Image point grounding data
►

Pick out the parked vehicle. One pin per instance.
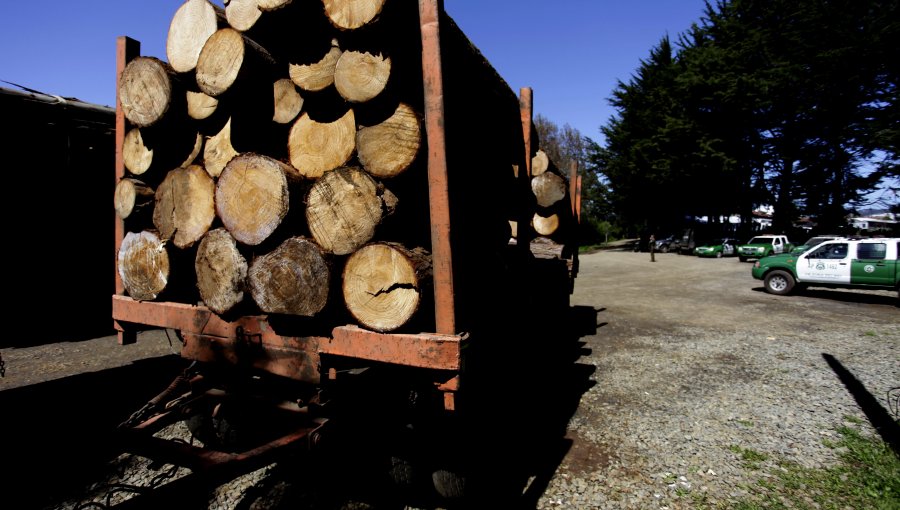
(763, 246)
(840, 263)
(724, 247)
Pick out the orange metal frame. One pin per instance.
(251, 340)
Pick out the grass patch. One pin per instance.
(867, 477)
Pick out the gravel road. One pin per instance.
(687, 360)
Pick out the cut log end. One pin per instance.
(293, 279)
(382, 284)
(143, 265)
(221, 271)
(252, 197)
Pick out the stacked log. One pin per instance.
(288, 164)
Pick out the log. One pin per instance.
(387, 149)
(343, 208)
(361, 76)
(288, 101)
(293, 279)
(539, 163)
(146, 149)
(319, 74)
(218, 151)
(382, 284)
(227, 58)
(352, 14)
(252, 197)
(318, 147)
(545, 225)
(548, 188)
(147, 88)
(221, 271)
(201, 106)
(143, 265)
(132, 195)
(184, 208)
(193, 23)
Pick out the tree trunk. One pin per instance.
(351, 14)
(318, 147)
(387, 149)
(252, 197)
(343, 208)
(382, 284)
(360, 76)
(293, 279)
(319, 74)
(143, 265)
(227, 58)
(221, 271)
(147, 89)
(193, 23)
(288, 102)
(218, 151)
(132, 195)
(185, 208)
(548, 188)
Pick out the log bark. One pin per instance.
(252, 197)
(548, 188)
(218, 151)
(293, 279)
(147, 89)
(352, 14)
(361, 76)
(185, 209)
(132, 195)
(318, 147)
(227, 58)
(382, 284)
(317, 75)
(193, 23)
(343, 208)
(387, 149)
(539, 163)
(143, 264)
(288, 101)
(221, 271)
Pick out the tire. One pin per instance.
(779, 283)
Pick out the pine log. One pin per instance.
(221, 271)
(382, 284)
(318, 147)
(387, 149)
(229, 57)
(548, 188)
(545, 225)
(252, 197)
(343, 208)
(218, 151)
(288, 101)
(316, 75)
(185, 209)
(201, 106)
(147, 88)
(293, 279)
(132, 195)
(143, 265)
(539, 163)
(361, 76)
(193, 23)
(147, 148)
(352, 14)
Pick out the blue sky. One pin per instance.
(570, 52)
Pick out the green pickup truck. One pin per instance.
(840, 263)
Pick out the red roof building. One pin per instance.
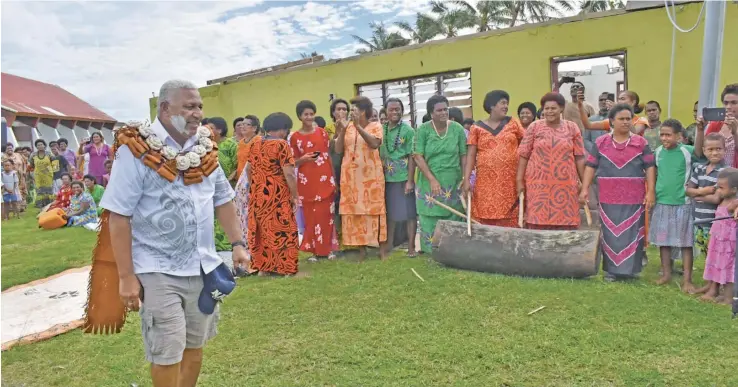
(34, 109)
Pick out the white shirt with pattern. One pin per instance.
(171, 223)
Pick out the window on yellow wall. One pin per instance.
(414, 92)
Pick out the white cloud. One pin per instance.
(398, 8)
(114, 55)
(345, 50)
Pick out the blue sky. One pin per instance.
(115, 54)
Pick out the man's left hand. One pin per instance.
(240, 257)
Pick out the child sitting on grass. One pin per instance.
(671, 221)
(702, 189)
(11, 190)
(720, 264)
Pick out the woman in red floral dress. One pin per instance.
(316, 184)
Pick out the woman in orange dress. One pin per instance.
(493, 150)
(550, 167)
(362, 207)
(272, 229)
(315, 184)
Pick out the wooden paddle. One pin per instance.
(710, 220)
(521, 210)
(452, 210)
(468, 213)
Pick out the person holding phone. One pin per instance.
(316, 184)
(727, 127)
(571, 110)
(362, 206)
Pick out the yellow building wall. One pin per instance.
(517, 61)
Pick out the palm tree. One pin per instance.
(381, 39)
(600, 5)
(426, 28)
(311, 55)
(451, 20)
(487, 14)
(525, 11)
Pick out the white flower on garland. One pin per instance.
(207, 143)
(154, 142)
(145, 131)
(199, 150)
(204, 132)
(193, 159)
(183, 163)
(168, 152)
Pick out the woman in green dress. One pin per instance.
(439, 153)
(43, 174)
(95, 190)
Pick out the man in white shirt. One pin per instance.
(163, 242)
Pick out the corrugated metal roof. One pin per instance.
(27, 96)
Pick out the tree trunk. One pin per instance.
(512, 251)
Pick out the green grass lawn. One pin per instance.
(30, 253)
(376, 324)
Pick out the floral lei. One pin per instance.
(194, 164)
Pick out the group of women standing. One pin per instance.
(542, 161)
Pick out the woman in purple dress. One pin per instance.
(99, 152)
(625, 169)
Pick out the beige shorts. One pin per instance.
(170, 318)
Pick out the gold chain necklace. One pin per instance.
(436, 129)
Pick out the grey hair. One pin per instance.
(169, 87)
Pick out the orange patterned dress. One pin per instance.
(551, 178)
(495, 199)
(272, 231)
(362, 209)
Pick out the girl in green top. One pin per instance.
(399, 176)
(440, 150)
(671, 223)
(95, 190)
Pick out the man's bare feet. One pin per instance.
(724, 300)
(703, 289)
(688, 287)
(708, 297)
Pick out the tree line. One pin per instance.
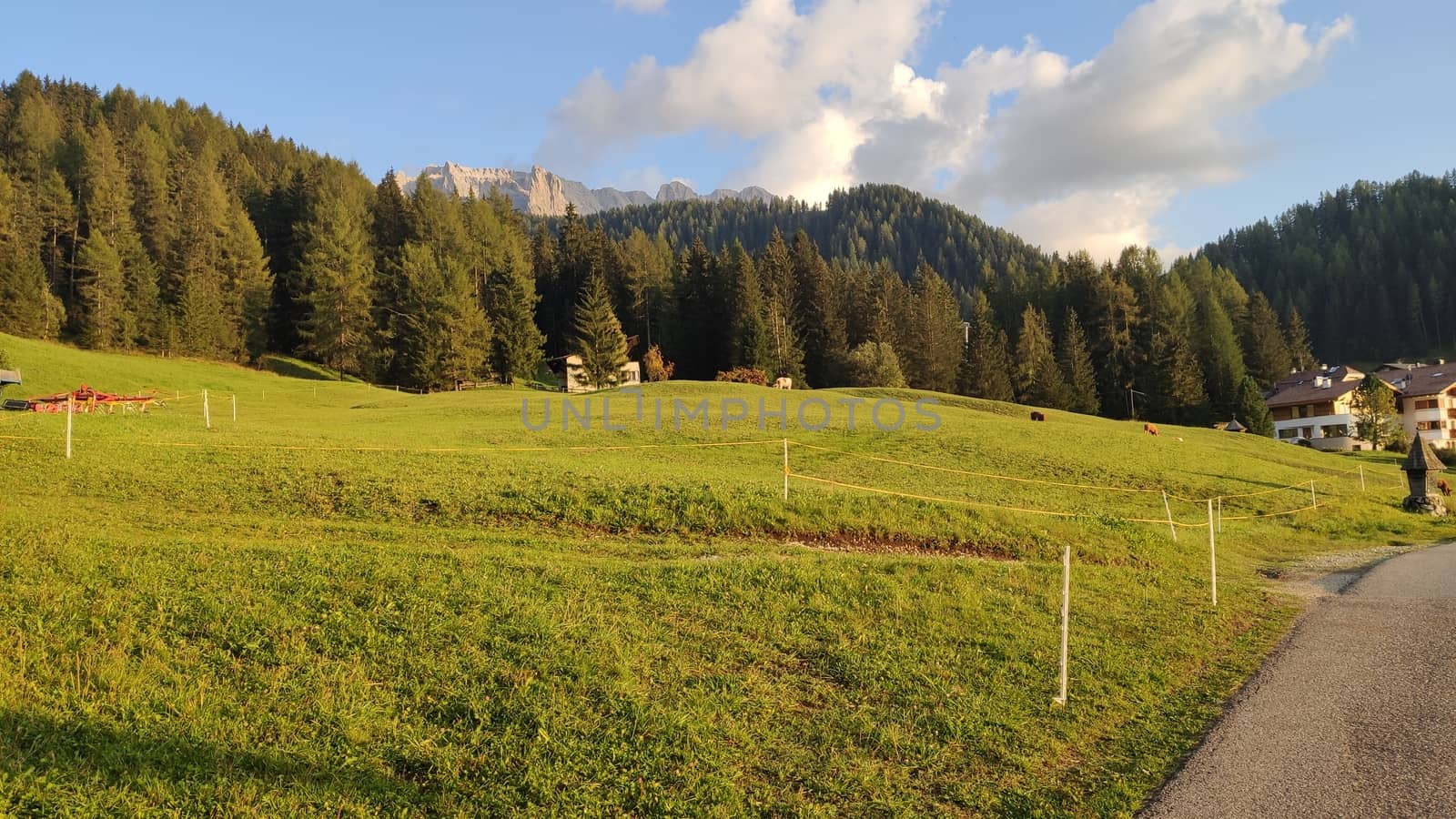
(133, 223)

◄

What is needed
Repeat each line of the records exactly. Do not include the pictures.

Task response
Pick out the parked vehicle. One pin per instance.
(763, 246)
(840, 263)
(724, 247)
Pick out the orange metal frame. One pin per instance.
(251, 340)
Pick out the grass patch. One pin per instance.
(867, 477)
Pick out the gravel road. One pin per instance.
(687, 360)
Pick out the cut log end. One pin per instance.
(293, 279)
(382, 284)
(143, 265)
(221, 271)
(252, 197)
Pick out the stacked log. One pin per instance.
(288, 164)
Pick out the log. One pin per instance.
(387, 149)
(343, 208)
(361, 76)
(288, 101)
(293, 279)
(539, 163)
(146, 149)
(319, 74)
(218, 151)
(382, 284)
(227, 58)
(352, 14)
(252, 197)
(318, 147)
(545, 225)
(548, 188)
(147, 88)
(221, 271)
(201, 106)
(143, 265)
(132, 195)
(184, 208)
(193, 23)
Pick out the tree trunk. One pin per instance.
(351, 14)
(318, 147)
(387, 149)
(252, 197)
(343, 208)
(382, 284)
(360, 76)
(293, 279)
(319, 74)
(143, 265)
(227, 58)
(221, 271)
(147, 89)
(193, 23)
(288, 102)
(218, 151)
(132, 195)
(185, 208)
(548, 188)
Pick out the log bark. One pin per instance.
(252, 197)
(548, 188)
(218, 151)
(293, 279)
(147, 89)
(352, 14)
(361, 76)
(185, 209)
(132, 195)
(318, 147)
(227, 58)
(382, 284)
(317, 75)
(193, 23)
(343, 208)
(387, 149)
(539, 163)
(143, 264)
(288, 101)
(221, 271)
Pick out the tire. One pin per instance.
(779, 283)
Pick out the pine log. One pin per instance.
(221, 271)
(382, 284)
(318, 147)
(387, 149)
(229, 57)
(548, 188)
(545, 225)
(252, 197)
(343, 208)
(218, 151)
(288, 101)
(316, 75)
(185, 209)
(201, 106)
(147, 88)
(293, 279)
(132, 195)
(143, 265)
(539, 163)
(361, 76)
(193, 23)
(147, 148)
(352, 14)
Pick out the blue sky. One pin per instance.
(570, 52)
Pick out the green pickup truck. One pin per instance.
(840, 263)
Pick out the red roof building. One pin per instance.
(34, 109)
Pick out the white shirt with pattern. One pin per instance.
(171, 223)
Pick out the window on yellow wall. One pin per instance.
(414, 92)
Pick out the white cloud. One pin per instance.
(398, 8)
(114, 55)
(345, 50)
Pick out the blue sky. One pin per instance.
(115, 54)
Pick out the man's left hand. One pin per instance.
(240, 257)
Pick out the child sitting on grass. One pin per instance.
(671, 221)
(702, 189)
(11, 190)
(720, 264)
Pick out the woman in red floral dress. One pin per instance.
(316, 184)
Pick out the woman in orange dress. One pin per instance.
(493, 150)
(550, 167)
(362, 207)
(272, 229)
(315, 184)
Pick out the wooden paddle. One pin per instance.
(710, 220)
(521, 210)
(452, 210)
(468, 213)
Pick out the person holding phone. One pin per instance.
(316, 184)
(727, 127)
(571, 110)
(362, 206)
Pick out the yellow building wall. One pin per instance.
(517, 61)
Pick out the palm tree. One pin per instance.
(381, 39)
(600, 5)
(426, 28)
(311, 55)
(451, 20)
(487, 14)
(525, 11)
Pick out the white flower on garland. One pin per instance.
(207, 143)
(154, 142)
(145, 131)
(199, 150)
(204, 132)
(193, 159)
(183, 163)
(168, 152)
Pick out the woman in green dress. One pin per instance.
(439, 153)
(43, 174)
(95, 190)
Pick out the man in white shirt. One pin per instance.
(163, 242)
Pick out the corrugated metal roof. One pin per instance.
(27, 96)
Pick out the tree trunk. One pin per instance.
(512, 251)
Pick out the green grass lawn. One pin per instance.
(30, 253)
(376, 324)
Pick out the floral lei. One pin per instance.
(194, 164)
Pick out the group of women standing. One pin per instance.
(542, 161)
Pick out the woman in purple dress. One pin per instance.
(99, 152)
(625, 169)
Pick out the beige shorts. One pin per instance.
(170, 318)
Pick out the gold chain necklace. One pin per instance.
(436, 129)
Pick out the grey hair. One pin per instance.
(169, 87)
Pick out the orange patterned dress. One pin per instance.
(551, 178)
(495, 199)
(272, 231)
(362, 209)
Pick out the girl in green top. One pin per instance.
(399, 176)
(440, 150)
(671, 223)
(95, 190)
Pick out the man's bare feet. One pin per instance.
(724, 300)
(703, 289)
(688, 287)
(708, 297)
Pick out the tree line. One pin per instance.
(133, 223)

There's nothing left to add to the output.